──────── INPUT DATA ────────

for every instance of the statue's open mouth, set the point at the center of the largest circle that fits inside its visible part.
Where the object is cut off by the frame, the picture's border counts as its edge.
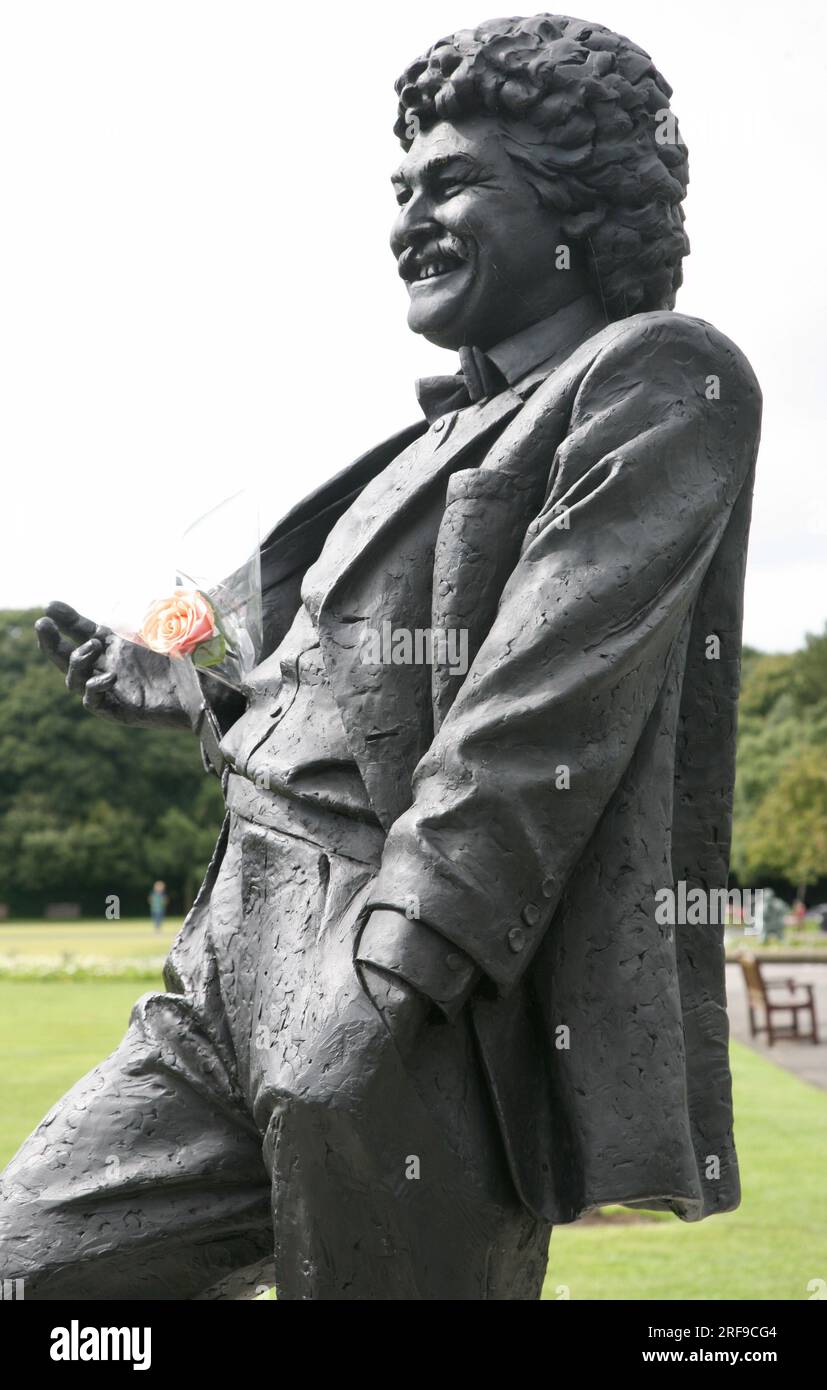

────────
──────── INPUT DATA ────────

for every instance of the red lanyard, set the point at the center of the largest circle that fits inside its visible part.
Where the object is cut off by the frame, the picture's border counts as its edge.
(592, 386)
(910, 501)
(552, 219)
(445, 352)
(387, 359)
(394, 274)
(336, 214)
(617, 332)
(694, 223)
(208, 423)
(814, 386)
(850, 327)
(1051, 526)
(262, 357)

────────

ABOUT THIS TASK
Every line that contains the string "largest" should be copied from the records.

ANSWER TO THE PROBLEM
for every instance of the statue's open mouth, set the point at the center of the largest circle that fits inside its visible part.
for every instance of the red lanyard, set the point at the center of the largest circle that fits inside its visible part.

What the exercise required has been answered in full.